Consigne A:
Répondez aux questions suivantes à l'aide de l'extrait sur le Club de Bruges.
(i) Pour quel montant Charles De Ketelaere a-t-il rejoint le Milan AC ?
(ii) À quelle tranche d'âge la Youth League est-elle destinée ?
(iii) Quel montant de transferts sortants le Club a-t-il encaissé depuis le mercato de l'été 2020 ?
Consigne B: Écrivez la suite de l'extrait sur le Club de Bruges en reprenant juste après sa dernière phrase.

Extrait du texte:
================================
Au-delà du mercato, Bruges a également investi dans son centre de formation, talon d’Achille du deuxième plus gros palmarès du pays par rapport à un Anderlecht qui fait fortune depuis plusieurs années grâce aux pépites de son académie bruxelloise, installée à Neerpede. Le Club n’a pas encore vendu de joyaux de façon aussi spectaculaire que son éternel rival, à l’exception notable de Charles De Ketelaere (37,5 millions d’euros au Milan AC lors de l’été 2022), mais s’est présenté lors de son barrage de Ligue des champions avec un onze où se retrouvaient quatre joueurs formés au sein de son école de jeunes: le taulier Brandon Mechele, mais aussi les jeunes Maxim De Cuyper (24 ans), Joaquin Seys (19 ans) et Chemsdine Talbi (19 ans), auteur d’un doublé et désigné homme du match après le coup de sifflet final à Bergame. Les signes d’une nouvelle politique qui commence à porter ses fruits sportifs, et devrait bientôt engendrer d’importantes retombées financières sur le marché des transferts.
Dans la cour des grands, à l’ombre des géants
Le mercato fait partie intégrante du modèle brugeois. Son président Bart Verhaeghe l’affirme sans détour: «Les grands clubs deviennent plus forts et plus riches. La Belgique est un pays de formation et de transition, et nous devons faire en sorte de continuer à nourrir ces grands clubs.» A ce titre, les qualifications continues en Ligue des champions sont non seulement une vitrine de choix, mais elles offrent aussi très souvent aux jeunes du Club l’opportunité de disputer sa version miniature, la Youth League, destinée aux talents de moins de 19 ans. Là, les meilleurs jeunes brugeois ont récemment eu l’opportunité de se mesurer à ceux de Manchester City, du PSG ou de l’Atlético Madrid. En 2022, face aux U19 des «Colchoneros», Bruges s’alignait ainsi avec Joaquin Seys, Chemsdine Talbi et le très prometteur Equatorien Joel Ordóñez sur le terrain, alors que l’entraîneur Nicky Hayen était installé sur le banc. Comme une preuve qu’à Bruges, le succès se cultive.
L’argent aussi. Parce que depuis la sortie de la crise sanitaire, et donc le mercato de l’été 2020, le Club a renfloué ses caisses grâce à 251 millions d’euros de transferts sortants. Sur toute la planète footballistique, ils ne sont que 38 clubs à avoir des recettes plus importantes sur le marché des transferts lors de cette période. Si on exclut les entités des cinq grands championnats européens, gloutons financiers grâce à des moyens bien plus importants, le «FCB» pointe même à la sixième place continentale. Seuls les Portugais de Benfica (680 millions), de Porto (476) et du Sporting (373), historiques bons vendeurs et pourvoyeurs immédiats des plus grands clubs, ainsi que les Néerlandais de l’Ajax Amsterdam (599) et les Autrichiens de Salzbourg biberonnés au système RedBull (341) font mieux que les Brugeois. Les ventes prochainement planifiées de De Cuyper, Ordóñez, et du milieu de terrain nigérian Onyedika, avant celles déjà envisageables de Seys, Talbi ou du Suisse Ardon Jashari, devraient encore faire gonfler la trésorerie bleue et noire.
================================
Données fournies:
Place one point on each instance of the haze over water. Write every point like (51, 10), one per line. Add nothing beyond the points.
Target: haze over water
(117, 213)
================================
Réponse finale A:
(i) 37,5 millions d'euros
(ii) Aux talents de moins de 19 ans
(iii) 251 millions d'euros

Réponse finale B:
«On est un petit pays avec des petits budgets», racontait Bart Verhaeghe au journal Le Monde lors de sa dernière confrontation avec le Paris Saint-Germain. Sur une autre planète que les richissimes parisiens, les Brugeois ont toutefois développé une entreprise passée d’une trentaine à deux centaines d’employés, aux profils souvent piochés dans les autres clubs belges où ils ont l’opportunité de faire leurs preuves. Verhaeghe, ainsi que Mannaert avant son départ, ont installé une culture de l’excellence parfois difficile à vivre pour des employés sous pression, mais obstinément orientée vers la réussite collective. Le tout sans avoir peur de se donner les moyens de ses ambitions. Si on excepte les arrivées au RWDM d’Ernest Nuamah et au Standard de Zinho Vanheusden, deux transferts dus à des montages financiers complexes, 20 des 35 transferts entrants les plus chers de l’histoire du championnat de Belgique ont été réalisés par les Blauw en Zwart. Sur cet aspect, la véritable concurrence de Bruges se situe donc également au-delà des frontières. Les 166 millions d’euros dépensés pour attirer de nouveaux talents dans la Venise du Nord depuis l’été 2020 placent ainsi le Club à la huitième place des clubs européens hors du «Big Five» à avoir posé le plus d’argent sur le mercato derrière Benfica (430 millions), l’Ajax (318), le Sporting (259), le Zenit Saint-Pétersbourg (215), les Turcs de Fenerbahçe (212) et Galatasaray (179), et le FC Porto (203). Si Bruges ne met pas encore cette prestigieuse concurrence internationale K.-O., il est évident que les hommes de Bart Verhaeghe boxent désormais dans la même catégorie.
Bientôt dans le Top 30 mondial?
Où se situe réellement Bruges dans la hiérarchie internationale? Le coefficient européen est un indice important, mais écarte de l’équation les clubs des grandes compétitions qui se classent juste derrière les places qualificatives pour les Coupes d’Europe dans des ligues bien plus concurrentielles. La réponse pourrait se trouver sur le site de Opta Analyst, qui réalise un «Power Ranking» du football mondial en proposant un algorithme qui répond à cette question: «Qui sont les meilleures équipes de football au monde?»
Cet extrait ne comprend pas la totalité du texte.